Exercises to complete:
[a] According to the post on states rights and American democracy, governors of how many consistently blue states formed an informal coalition during the coronavirus pandemic?
[b] Carry on the post on states rights and American democracy from its final paragraph.

Document extract:
- - -
Saturday, April 18, 2020

Musings on Megalomania, States Rights and the Future of American Democracy

   By Rudy Barnes, Jr.

Who really won the CIvil War?  If it was a contest between states rights and the rights of the people to control American politics, then states must have won.  The coronavirus pandemic and the last election affirmed that the Constitution gives the states and not a popular majority of voters the last word in American politics.

How so?  The Constitution gives the states an advantage over the popular vote in both the electoral college and the senate.  Whichever party elects the President and controls the senate controls the future of American democracy, and that won’t change unless the Constitution is rewritten--and that’s not going to happen.

The coronavirus pandemic has brought together an informal coalition of the governors of ten consistently blue states, three on the west coast and seven on the east coast.  They include close to a majority of the U.S. population, but are only 20% of the states. The remaining forty states are either red or swing states. That tells us a lot about the future of American democracy.

It’s ironic that a president who was elected with less than a majority of the popular vote, thanks to the electoral college, would claim absolute authority over the states to decide how and when to reopen for business.  Only a megalomaniac who is ignorant of the Constitution would make such a spurious claim, but it’s typical of President Trump.
- - -
Data extract:

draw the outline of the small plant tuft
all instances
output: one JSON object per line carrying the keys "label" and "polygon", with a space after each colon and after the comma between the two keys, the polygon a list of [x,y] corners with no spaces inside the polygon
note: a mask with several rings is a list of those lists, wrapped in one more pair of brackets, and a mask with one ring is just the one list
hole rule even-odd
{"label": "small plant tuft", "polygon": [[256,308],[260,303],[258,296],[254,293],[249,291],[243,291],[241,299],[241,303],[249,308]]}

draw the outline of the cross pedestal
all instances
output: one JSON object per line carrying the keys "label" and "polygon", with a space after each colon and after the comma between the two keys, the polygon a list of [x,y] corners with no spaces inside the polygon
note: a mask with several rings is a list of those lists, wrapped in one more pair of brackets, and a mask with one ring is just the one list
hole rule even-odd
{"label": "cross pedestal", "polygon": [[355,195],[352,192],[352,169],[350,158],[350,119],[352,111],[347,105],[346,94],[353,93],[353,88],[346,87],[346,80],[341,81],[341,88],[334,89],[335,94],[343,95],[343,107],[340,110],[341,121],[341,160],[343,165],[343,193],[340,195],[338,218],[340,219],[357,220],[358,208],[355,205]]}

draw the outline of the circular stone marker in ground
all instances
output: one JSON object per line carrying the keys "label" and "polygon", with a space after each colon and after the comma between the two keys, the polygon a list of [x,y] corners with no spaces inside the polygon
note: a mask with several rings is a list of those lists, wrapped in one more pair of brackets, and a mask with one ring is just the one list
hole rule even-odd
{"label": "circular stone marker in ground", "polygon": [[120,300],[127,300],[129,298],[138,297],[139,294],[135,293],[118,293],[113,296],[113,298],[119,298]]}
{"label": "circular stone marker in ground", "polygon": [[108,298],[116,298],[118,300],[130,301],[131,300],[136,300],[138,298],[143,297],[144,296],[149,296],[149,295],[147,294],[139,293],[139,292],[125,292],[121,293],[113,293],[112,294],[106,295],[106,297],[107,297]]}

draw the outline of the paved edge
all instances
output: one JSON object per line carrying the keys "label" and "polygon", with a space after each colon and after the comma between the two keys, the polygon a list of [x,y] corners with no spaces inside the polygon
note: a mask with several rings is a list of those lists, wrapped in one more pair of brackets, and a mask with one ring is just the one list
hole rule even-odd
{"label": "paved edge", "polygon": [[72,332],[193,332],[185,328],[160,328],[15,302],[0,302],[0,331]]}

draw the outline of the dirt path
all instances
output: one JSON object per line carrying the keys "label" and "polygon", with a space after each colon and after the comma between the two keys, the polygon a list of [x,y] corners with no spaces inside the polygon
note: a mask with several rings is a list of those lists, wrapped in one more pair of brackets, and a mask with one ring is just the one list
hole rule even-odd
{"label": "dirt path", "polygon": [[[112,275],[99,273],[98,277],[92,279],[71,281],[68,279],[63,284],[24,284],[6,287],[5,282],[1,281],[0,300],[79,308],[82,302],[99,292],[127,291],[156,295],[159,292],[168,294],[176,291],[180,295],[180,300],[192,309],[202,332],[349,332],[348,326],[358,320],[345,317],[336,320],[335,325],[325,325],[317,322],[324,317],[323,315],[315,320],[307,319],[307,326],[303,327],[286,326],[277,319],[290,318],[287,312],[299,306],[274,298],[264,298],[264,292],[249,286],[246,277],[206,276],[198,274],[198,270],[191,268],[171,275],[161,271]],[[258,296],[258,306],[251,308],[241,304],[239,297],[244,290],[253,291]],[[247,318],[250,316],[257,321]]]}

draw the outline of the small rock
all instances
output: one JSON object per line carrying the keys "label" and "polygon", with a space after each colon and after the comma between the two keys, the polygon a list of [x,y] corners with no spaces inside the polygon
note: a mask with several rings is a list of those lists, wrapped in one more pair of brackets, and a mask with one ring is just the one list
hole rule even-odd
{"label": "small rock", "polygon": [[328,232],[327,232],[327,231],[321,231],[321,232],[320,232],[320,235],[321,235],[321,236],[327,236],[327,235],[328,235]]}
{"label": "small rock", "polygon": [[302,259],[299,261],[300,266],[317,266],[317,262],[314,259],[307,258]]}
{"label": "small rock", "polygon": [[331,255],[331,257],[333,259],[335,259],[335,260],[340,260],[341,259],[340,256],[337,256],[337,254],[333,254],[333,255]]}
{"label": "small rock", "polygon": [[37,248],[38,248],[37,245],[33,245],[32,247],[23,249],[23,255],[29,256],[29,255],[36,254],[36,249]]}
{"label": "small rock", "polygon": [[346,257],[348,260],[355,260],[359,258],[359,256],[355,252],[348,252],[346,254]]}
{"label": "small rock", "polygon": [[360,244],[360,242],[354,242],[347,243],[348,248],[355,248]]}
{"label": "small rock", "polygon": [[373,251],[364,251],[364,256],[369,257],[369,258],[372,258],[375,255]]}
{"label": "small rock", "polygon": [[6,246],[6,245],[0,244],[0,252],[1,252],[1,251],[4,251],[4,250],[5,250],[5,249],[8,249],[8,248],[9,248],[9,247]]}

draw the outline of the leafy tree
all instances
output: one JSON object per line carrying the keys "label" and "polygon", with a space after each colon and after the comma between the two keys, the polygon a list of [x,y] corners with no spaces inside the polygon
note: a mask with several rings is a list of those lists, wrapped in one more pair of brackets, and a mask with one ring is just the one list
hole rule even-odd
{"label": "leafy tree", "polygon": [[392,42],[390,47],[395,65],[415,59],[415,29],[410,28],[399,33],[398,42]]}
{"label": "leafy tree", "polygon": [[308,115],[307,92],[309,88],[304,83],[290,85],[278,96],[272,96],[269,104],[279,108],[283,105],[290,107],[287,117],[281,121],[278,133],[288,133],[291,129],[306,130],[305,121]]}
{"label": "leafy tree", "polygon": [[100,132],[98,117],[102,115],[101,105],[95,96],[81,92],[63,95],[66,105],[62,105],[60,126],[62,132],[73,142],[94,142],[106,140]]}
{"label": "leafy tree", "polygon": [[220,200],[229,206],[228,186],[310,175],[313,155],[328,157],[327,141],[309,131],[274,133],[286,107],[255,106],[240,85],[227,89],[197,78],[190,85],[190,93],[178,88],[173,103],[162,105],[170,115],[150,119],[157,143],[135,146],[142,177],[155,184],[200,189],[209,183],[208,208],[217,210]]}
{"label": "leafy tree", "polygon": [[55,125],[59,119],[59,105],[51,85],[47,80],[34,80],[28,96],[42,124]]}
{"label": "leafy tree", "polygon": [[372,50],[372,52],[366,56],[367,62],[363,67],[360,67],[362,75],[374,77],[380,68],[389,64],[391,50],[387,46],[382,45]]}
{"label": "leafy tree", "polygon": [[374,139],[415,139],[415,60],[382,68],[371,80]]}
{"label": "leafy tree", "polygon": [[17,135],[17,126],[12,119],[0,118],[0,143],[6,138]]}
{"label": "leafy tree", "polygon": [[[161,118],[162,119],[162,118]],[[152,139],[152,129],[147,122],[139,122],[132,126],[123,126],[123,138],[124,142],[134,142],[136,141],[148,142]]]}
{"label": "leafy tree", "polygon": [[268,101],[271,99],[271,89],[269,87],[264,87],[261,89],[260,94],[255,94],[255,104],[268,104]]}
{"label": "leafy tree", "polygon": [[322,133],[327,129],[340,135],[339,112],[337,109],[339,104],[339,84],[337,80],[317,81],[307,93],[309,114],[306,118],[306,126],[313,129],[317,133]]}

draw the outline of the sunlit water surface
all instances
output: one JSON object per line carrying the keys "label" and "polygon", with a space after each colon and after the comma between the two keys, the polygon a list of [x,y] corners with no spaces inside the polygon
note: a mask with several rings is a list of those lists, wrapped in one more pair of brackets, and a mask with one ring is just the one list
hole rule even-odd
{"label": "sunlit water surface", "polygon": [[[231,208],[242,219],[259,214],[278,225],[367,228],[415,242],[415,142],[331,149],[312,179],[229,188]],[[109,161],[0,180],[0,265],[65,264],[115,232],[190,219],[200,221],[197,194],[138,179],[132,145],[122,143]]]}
- - -
Per-task outputs:
[a] Ten: three on the west coast and seven on the east coast.

[b]
He’s the same president who claimed the coronavirus was a Democratic hoax on February 28, then two weeks later considered it an existential threat to the U.S. and granted himself emergency powers to combat it.  And after a rare bipartisan effort passed emergency pandemic relief, Trump insisted on putting his name on all relief checks. A political Santa Claus. 

Trump’s former Secretary of State described him as being mentally unfit to hold the office of President,and Trump responded that he was a very stable genius.  Is Trump a megalomaniac? Webster defines megalomania as a mental disorder characterized by delusions of grandeur, wealth or power, and a passion for, or for doing, big things.  If it looks like a duck….   

It’s a great irony that most of Trump’s supporters are white Christians, since Trump’s megalomania is the antithesis of the virtues of humility taught by Jesus: “You know that those who are regarded as rulers of the Gentiles lord it over them, and their high officials exercise authority over them.  Not so with you. Instead, whoever wants to become great among you must be your servant, and whoever wants to be first must be the slave of all.” (Mark 10:42-44)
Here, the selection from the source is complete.